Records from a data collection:
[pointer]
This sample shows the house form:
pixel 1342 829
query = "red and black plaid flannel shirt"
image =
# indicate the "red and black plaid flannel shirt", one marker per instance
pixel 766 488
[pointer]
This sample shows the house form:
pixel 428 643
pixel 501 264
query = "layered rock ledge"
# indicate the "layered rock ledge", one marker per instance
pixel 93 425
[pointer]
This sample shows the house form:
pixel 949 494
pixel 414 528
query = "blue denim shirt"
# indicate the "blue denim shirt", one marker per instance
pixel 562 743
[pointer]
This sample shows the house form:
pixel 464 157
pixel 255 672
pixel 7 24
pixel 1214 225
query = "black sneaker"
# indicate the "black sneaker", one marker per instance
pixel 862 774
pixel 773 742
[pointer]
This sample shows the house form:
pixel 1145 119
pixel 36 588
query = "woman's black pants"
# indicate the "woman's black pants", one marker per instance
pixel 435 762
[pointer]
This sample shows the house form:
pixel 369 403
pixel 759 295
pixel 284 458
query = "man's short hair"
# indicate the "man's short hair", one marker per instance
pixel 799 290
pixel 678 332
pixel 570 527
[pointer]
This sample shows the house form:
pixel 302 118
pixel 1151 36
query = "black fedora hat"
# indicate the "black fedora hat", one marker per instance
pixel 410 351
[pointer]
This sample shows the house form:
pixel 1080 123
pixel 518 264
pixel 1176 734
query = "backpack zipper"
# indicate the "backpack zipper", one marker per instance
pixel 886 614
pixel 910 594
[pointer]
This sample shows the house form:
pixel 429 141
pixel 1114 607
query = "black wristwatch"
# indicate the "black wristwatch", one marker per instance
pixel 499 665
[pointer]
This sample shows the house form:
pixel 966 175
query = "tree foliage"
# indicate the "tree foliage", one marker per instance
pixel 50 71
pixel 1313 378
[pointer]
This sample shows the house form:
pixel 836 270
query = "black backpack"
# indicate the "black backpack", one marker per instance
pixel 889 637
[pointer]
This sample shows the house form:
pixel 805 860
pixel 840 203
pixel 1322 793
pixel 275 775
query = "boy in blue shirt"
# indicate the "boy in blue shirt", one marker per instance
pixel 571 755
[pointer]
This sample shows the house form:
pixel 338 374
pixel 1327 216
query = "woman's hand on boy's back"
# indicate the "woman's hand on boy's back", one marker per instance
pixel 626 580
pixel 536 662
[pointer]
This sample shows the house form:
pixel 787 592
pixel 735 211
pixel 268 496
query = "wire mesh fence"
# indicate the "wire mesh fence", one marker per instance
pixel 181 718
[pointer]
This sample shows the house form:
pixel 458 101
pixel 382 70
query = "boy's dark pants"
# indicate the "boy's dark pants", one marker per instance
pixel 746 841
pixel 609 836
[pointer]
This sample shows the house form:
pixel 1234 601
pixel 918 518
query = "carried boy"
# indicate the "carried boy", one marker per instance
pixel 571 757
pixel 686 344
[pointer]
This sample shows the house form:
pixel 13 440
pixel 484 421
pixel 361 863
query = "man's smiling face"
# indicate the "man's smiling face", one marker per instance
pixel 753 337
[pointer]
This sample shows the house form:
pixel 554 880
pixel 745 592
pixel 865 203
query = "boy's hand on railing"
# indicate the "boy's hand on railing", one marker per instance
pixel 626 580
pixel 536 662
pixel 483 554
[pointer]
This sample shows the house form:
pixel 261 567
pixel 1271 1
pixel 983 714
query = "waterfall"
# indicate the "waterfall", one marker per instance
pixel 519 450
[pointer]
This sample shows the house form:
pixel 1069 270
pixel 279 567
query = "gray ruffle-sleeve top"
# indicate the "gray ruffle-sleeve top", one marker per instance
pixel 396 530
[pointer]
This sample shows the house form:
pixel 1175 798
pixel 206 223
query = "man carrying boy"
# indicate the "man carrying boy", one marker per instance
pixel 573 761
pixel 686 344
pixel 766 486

About this task ::
Output all records verbatim.

Finished task ::
[pointer]
This sample shows the house form:
pixel 1342 829
query = "red and black plaid flannel shirt"
image =
# indicate the "red and black plaid flannel shirt", one marker per instance
pixel 766 488
[pointer]
This sample shows the house form:
pixel 428 643
pixel 501 264
query = "layered rock ledge"
# indicate the "layered rock ledge", one marker per instance
pixel 93 425
[pointer]
This sample shows the house form:
pixel 949 494
pixel 414 528
query = "blue denim shirt"
# indicate the "blue denim shirt", one marker per instance
pixel 562 743
[pointer]
This sample shows the house form:
pixel 464 157
pixel 255 672
pixel 7 24
pixel 1214 225
query = "black sneaker"
# indicate the "black sneaker", one marker per instance
pixel 862 774
pixel 773 742
[pointer]
This sample shows the house form:
pixel 1145 119
pixel 36 588
query = "woman's black pants"
# indicate the "woman's black pants", one marker per instance
pixel 435 762
[pointer]
This sample shows the house form:
pixel 369 403
pixel 759 295
pixel 284 458
query = "man's short hair"
# indicate the "man's short hair", one marker per instance
pixel 799 290
pixel 678 332
pixel 570 527
[pointer]
This sample shows the house form:
pixel 302 118
pixel 1151 36
query = "black fedora hat"
# indicate the "black fedora hat", one marker per instance
pixel 410 351
[pointer]
This sample shows the house form:
pixel 1080 123
pixel 518 264
pixel 1176 734
query = "backpack zipper"
# indicate the "backpack zipper", one marker per instance
pixel 886 614
pixel 910 594
[pointer]
This sample shows the house form:
pixel 429 141
pixel 1114 607
query = "black wristwatch"
# indicate the "black wristwatch", one marker per instance
pixel 499 665
[pointer]
This sample shows the house form:
pixel 966 175
query = "tree foliage"
# indicate the "tree foliage", one marker per instance
pixel 50 71
pixel 1313 378
[pointer]
This sample shows the house form:
pixel 836 270
query = "black backpack"
# indicate the "black backpack", one marker per instance
pixel 889 637
[pointer]
This sample shows the house form:
pixel 805 860
pixel 840 203
pixel 1322 793
pixel 275 775
query = "boy in blue shirt"
# indicate the "boy in blue shirt", one marker per instance
pixel 571 755
[pointer]
This sample shows the house form:
pixel 338 374
pixel 1327 216
query = "woman's hand on boy's back"
# indicate the "woman's hand on boy's back", one marker per instance
pixel 626 580
pixel 536 662
[pointer]
This sample shows the house form:
pixel 787 592
pixel 735 211
pixel 268 496
query = "wire mesh fence"
# indicate the "wire mesh fence", one marker per instance
pixel 181 718
[pointer]
This sample shows the house form:
pixel 458 101
pixel 382 70
query = "boy's dark pants"
# indicate the "boy's dark pants", one marker per instance
pixel 746 841
pixel 609 836
[pointer]
This sample shows the house form:
pixel 1234 601
pixel 918 518
query = "carried boy"
# indicate the "carried boy", one marker per instance
pixel 571 757
pixel 686 344
[pointer]
This sample shows the house form:
pixel 13 440
pixel 484 421
pixel 361 863
query = "man's smiling face"
# indicate the "man's smiling face", one marker per instance
pixel 753 337
[pointer]
This sample shows the house form:
pixel 554 880
pixel 745 592
pixel 865 203
query = "boy's hand on railing"
# indicate the "boy's hand on railing", one marker per instance
pixel 626 580
pixel 536 662
pixel 483 554
[pointer]
This sample shows the house form:
pixel 261 567
pixel 1271 1
pixel 983 714
query = "waterfall"
# indicate the "waterfall", one marker per instance
pixel 519 450
[pointer]
This sample shows the house form:
pixel 1069 270
pixel 279 567
query = "gray ruffle-sleeve top"
# indicate the "gray ruffle-sleeve top", one marker per instance
pixel 396 530
[pointer]
This sample shows the house form:
pixel 1175 798
pixel 206 223
query = "man carrying boy"
# indicate the "man carrying boy", one marker per instance
pixel 573 761
pixel 686 344
pixel 766 486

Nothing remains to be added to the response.